Excerpted data start
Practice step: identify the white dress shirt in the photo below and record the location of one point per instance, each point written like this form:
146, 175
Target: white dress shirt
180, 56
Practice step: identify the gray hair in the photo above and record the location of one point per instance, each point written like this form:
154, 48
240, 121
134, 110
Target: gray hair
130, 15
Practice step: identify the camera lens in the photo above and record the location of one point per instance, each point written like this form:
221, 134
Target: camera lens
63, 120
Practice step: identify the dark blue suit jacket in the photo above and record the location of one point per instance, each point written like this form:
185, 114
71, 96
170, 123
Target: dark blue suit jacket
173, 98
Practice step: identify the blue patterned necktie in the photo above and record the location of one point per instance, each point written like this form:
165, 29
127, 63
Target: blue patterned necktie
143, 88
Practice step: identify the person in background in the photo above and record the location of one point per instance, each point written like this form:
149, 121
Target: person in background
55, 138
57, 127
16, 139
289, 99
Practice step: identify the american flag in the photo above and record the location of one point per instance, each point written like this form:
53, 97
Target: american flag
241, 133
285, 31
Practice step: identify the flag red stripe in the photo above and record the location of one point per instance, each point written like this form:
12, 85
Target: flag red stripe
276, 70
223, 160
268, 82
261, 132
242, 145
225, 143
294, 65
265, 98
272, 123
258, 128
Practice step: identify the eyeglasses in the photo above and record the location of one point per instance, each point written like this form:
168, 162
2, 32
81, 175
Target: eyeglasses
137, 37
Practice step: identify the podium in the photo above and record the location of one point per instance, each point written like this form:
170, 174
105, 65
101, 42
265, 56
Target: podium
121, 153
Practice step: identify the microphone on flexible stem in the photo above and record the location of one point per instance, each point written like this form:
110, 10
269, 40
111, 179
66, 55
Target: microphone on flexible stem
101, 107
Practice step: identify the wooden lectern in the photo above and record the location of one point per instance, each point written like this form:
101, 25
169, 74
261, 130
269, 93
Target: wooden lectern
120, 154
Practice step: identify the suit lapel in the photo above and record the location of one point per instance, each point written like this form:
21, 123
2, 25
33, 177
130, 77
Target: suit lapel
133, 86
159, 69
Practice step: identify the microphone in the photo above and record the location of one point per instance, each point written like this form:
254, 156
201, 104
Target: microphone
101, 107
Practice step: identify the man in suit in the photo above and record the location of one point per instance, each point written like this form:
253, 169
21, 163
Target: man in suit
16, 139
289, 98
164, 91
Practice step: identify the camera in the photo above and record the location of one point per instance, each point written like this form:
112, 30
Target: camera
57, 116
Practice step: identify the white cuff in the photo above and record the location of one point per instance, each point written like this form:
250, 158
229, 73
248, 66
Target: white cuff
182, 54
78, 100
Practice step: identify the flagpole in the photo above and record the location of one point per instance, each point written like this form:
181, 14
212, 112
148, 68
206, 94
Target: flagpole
Excerpted data end
Instruction:
Copy out every one of the entries above, word for word and line for line.

Answer for the task:
Practice step: identify the white dress shirt in the photo below and record the location of one point per instance, each point written like this form:
146, 175
Target: white dress shirt
180, 56
Practice step: identify the gray hair in the photo above and record the location of one point per instance, each point written like this form:
154, 48
240, 121
134, 110
Target: gray hair
130, 15
Practice step: identify the camera lens in the photo above and record the location of one point per instance, each point written like this form:
221, 134
Target: camera lens
63, 120
Practice step: identify the dark blue suit jacket in the photo above and record the location of one point per instance, each point written like this form:
185, 114
71, 96
170, 123
Target: dark blue suit jacket
173, 98
Practice step: identify the blue patterned necktie in the photo above and record the location of one point per instance, each point written like this form:
165, 29
127, 63
Target: blue patterned necktie
143, 88
Practice step: identify the person in background in the photo above and record the location of one point per instance, each point written like this form:
149, 121
Target: person in background
55, 138
57, 127
16, 139
289, 99
Practice step: identify the american flag in the photo above and record the location of one point per instance, each point written like this form:
53, 97
Target: american flag
241, 133
285, 31
Practice step: identify the flag red stripe in the photo above and record the location of one point per instance, each point written like this form:
12, 85
Target: flag red stripe
276, 70
223, 160
268, 82
261, 132
242, 145
225, 143
294, 65
265, 98
272, 123
258, 128
Practice step: identify the eyeglasses in the photo above and record the location of one point per instance, each point written like this form:
168, 162
2, 32
81, 175
Target: eyeglasses
137, 37
Practice step: identify the podium in the photo above and record the location of one point per instance, each point written like this form:
170, 174
105, 65
101, 42
265, 56
Target: podium
121, 153
Practice step: identify the microphone on flexible stem in the photo above and record the location of one point per instance, each point written like this form:
110, 10
269, 40
111, 179
66, 55
Target: microphone on flexible stem
101, 107
Practice step: identify the wooden lectern in the photo above and record the location of one point per instance, each point written like this form:
101, 25
169, 74
261, 130
269, 93
Target: wooden lectern
120, 154
Practice step: identify the suit lapel in the photo above and record the location of one point per instance, each point written like this form:
21, 123
2, 25
33, 177
130, 77
Target: suit lapel
133, 86
159, 69
Practice step: identify the microphone in the photo above and record the location of one point per instance, each point written like this form:
254, 156
201, 104
Target: microphone
101, 107
Practice step: identify the man in suit in the photo above and record the location of one point per instance, each point written like this form:
253, 169
21, 163
Target: man in suit
16, 139
289, 98
164, 91
Practice step: identify the camera in the photo above and record the location of one point per instance, each point written like this form:
112, 30
Target: camera
57, 116
Practice step: identify the white cuff in the photo above and record the location of one point per instance, each point written like this form:
250, 158
229, 73
248, 66
Target: white cuff
182, 54
78, 100
Practice step: identify the flagpole in the photo above and record the location of one point per instance, each point written like this form:
181, 14
212, 112
148, 68
206, 94
Target: flagpole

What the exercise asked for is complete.